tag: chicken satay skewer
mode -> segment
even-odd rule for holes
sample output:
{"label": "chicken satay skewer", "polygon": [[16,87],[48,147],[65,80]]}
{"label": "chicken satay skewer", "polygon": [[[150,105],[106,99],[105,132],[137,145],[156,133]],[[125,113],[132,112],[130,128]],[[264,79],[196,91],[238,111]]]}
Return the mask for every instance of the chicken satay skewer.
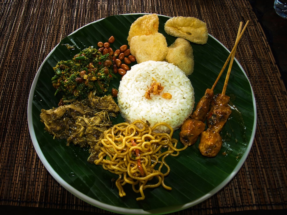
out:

--

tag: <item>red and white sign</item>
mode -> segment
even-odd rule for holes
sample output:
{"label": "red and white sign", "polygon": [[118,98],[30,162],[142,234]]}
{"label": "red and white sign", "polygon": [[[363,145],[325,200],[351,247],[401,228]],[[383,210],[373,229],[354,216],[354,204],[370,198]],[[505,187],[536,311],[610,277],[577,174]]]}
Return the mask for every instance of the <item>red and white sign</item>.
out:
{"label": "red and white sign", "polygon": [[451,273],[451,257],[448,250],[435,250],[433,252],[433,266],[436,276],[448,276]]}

--

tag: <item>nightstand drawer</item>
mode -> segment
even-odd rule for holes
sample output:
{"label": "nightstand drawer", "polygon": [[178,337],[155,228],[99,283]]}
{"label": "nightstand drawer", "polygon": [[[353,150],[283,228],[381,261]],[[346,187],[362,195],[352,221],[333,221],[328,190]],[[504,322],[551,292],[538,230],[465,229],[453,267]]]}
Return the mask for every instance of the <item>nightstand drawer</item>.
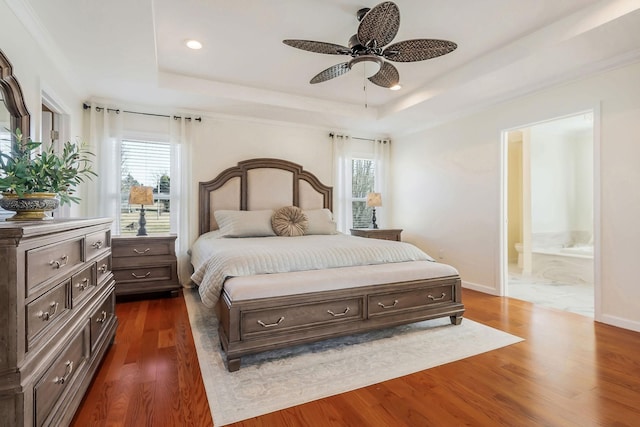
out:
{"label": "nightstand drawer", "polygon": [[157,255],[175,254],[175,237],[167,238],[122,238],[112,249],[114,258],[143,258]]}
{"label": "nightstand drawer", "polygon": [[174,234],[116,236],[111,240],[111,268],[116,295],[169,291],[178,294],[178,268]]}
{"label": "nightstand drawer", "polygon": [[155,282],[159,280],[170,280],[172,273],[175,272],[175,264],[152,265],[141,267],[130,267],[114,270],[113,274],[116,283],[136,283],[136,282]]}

__Objective__
List every line of the entries above that contains the string "skewer", matching case exactly.

__The reply__
tag: chicken satay skewer
{"label": "chicken satay skewer", "polygon": [[16,87],[48,147],[65,80]]}
{"label": "chicken satay skewer", "polygon": [[[150,105],[106,99],[105,132],[137,145],[156,133]],[[125,113],[132,112],[130,128]],[[264,79],[196,91],[238,111]]]}
Return the mask for every instance of the chicken satay skewer.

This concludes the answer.